__Requirement 1__: Reproduce the passage of the svn commit reply starting with "Is this function" and going on through "is detailed below.".
__Requirement 2__: In the svn commit reply, what does the writer propose that an empty string should mean?

__Selected excerpt__:
☆ ☆ ☆ ☆ ☆

Re: svn commit: rev 5521 [...]

From: Benjamin Pflugmann <benjamin-svn-dev_at_pflugmann.de>
Date: 2003-04-02 09:37:24 CEST

Hi!

Sorry about the late comment, but I didn't read my mails earlier.

On Tue 2003-04-01 at 21:58:08 -0600, bdenny@tigris.org wrote:
> Author: bdenny
> Date: Tue Apr 1 21:58:04 2003
> New Revision: 5521
>
[...]
> * path.c
> (get_longest_path_ancestor): New helper function, mostly identical with
> the old svn_path_get_longest_ancestor, but fixed to return NULL if there
> is no common ancestor, as per the svn_path_get_longest_ancestor docstring.

Wouldn't be fixing the docstring instead be more handy (see below)?
I.e. having an empty string meaning "no common ancestor". This would
allow to use the result directly in a function like apr_pstrcat().

There would be no ambiguity, because currently (at least after this
patch), an empty path is not possible: There is a check for it and
NULL returned instead.

> (svn_path_get_longest_ancestor): Accept URL targets; don't count
> 'protocol://' as a common ancestor.
> (svn_path_get_absolute): Accept URL targets; treat them as absolute paths.
[...]
> -char *
> -svn_path_get_longest_ancestor (const char *path1,
> - const char *path2,
> - apr_pool_t *pool)
> +/* Return the longest common ancestor of PATH1 and PATH2.
> + *
> + * This function handles everything except the URL-handling logic
> + * of svn_path_get_longest_ancestor, and assumes that PATH1 and
> + * PATH2 are *not* URLs.
> + *
> + * If the two paths do not share a common ancestor, NULL is returned.
> + *
> + * New strings are allocated in POOL.
> + */

Is this function used elsewhere? Or is there another reason that it
creates and returns a string instead of the length of the common part?
The reason I ask is detailed below.

> +static char *
> +get_longest_path_ancestor (const char *path1,
> + const char *path2,
> + apr_pool_t *pool)

☆ ☆ ☆ ☆ ☆

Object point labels
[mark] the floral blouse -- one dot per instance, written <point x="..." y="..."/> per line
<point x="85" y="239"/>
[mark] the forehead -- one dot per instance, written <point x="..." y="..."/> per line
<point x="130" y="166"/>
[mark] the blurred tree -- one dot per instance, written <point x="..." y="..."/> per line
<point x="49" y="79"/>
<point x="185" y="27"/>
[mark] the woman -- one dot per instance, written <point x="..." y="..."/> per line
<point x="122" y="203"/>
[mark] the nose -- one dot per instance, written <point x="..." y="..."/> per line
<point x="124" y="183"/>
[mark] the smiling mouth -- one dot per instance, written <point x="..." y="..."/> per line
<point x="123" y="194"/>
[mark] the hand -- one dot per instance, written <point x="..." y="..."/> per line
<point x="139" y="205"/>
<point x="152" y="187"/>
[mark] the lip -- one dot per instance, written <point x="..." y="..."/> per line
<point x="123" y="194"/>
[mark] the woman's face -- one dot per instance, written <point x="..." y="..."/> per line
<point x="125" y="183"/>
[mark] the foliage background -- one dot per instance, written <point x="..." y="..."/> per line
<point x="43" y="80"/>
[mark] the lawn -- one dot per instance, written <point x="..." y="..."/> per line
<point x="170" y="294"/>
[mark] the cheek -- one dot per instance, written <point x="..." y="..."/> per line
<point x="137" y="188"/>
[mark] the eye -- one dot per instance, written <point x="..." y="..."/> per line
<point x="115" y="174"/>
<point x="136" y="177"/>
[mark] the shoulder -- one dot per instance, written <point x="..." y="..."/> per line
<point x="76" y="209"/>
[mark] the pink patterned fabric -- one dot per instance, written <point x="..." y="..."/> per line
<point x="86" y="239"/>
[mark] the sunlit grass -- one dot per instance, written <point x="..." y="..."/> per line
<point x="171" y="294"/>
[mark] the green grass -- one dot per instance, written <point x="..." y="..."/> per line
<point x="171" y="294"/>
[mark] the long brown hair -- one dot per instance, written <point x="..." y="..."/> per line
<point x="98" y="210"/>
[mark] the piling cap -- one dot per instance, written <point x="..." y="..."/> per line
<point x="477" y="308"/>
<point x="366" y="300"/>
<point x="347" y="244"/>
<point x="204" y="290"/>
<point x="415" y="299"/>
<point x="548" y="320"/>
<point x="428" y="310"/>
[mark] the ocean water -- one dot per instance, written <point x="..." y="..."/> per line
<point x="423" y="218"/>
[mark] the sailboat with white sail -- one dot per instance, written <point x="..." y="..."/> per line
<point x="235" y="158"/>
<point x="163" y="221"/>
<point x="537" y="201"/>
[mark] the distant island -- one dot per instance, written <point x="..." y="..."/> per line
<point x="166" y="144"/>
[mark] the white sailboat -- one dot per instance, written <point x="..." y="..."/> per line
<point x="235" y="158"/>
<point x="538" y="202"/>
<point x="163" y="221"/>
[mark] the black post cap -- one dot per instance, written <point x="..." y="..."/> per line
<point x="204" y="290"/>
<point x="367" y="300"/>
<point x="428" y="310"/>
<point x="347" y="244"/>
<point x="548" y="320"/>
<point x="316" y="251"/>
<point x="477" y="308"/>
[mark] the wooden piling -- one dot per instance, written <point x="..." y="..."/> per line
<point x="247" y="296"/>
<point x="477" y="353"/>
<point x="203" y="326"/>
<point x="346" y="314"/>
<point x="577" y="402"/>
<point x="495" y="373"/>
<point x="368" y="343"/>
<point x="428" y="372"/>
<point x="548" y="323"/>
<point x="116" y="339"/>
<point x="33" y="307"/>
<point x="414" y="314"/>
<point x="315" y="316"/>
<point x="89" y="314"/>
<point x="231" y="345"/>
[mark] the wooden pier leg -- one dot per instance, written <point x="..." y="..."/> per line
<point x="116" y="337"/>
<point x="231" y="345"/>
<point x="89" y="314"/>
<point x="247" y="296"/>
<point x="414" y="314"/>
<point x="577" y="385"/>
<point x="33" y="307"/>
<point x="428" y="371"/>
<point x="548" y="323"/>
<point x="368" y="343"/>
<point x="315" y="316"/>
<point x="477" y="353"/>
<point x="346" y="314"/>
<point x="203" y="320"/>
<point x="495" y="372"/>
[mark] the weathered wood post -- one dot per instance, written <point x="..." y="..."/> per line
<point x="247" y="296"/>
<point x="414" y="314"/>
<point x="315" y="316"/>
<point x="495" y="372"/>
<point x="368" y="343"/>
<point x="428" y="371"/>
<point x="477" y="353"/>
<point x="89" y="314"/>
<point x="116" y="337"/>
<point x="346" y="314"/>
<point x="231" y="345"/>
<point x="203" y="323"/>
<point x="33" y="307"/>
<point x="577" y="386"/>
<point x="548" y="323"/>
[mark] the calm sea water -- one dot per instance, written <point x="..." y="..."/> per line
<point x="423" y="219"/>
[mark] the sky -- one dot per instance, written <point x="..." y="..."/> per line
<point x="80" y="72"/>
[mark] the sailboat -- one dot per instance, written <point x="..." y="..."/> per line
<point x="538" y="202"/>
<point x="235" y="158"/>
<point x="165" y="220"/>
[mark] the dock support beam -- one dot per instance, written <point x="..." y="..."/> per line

☆ ☆ ☆ ☆ ☆

__Answer 1__:
Is this function used elsewhere? Or is there another reason that it
creates and returns a string instead of the length of the common part?
The reason I ask is detailed below.

__Answer 2__: No common ancestor.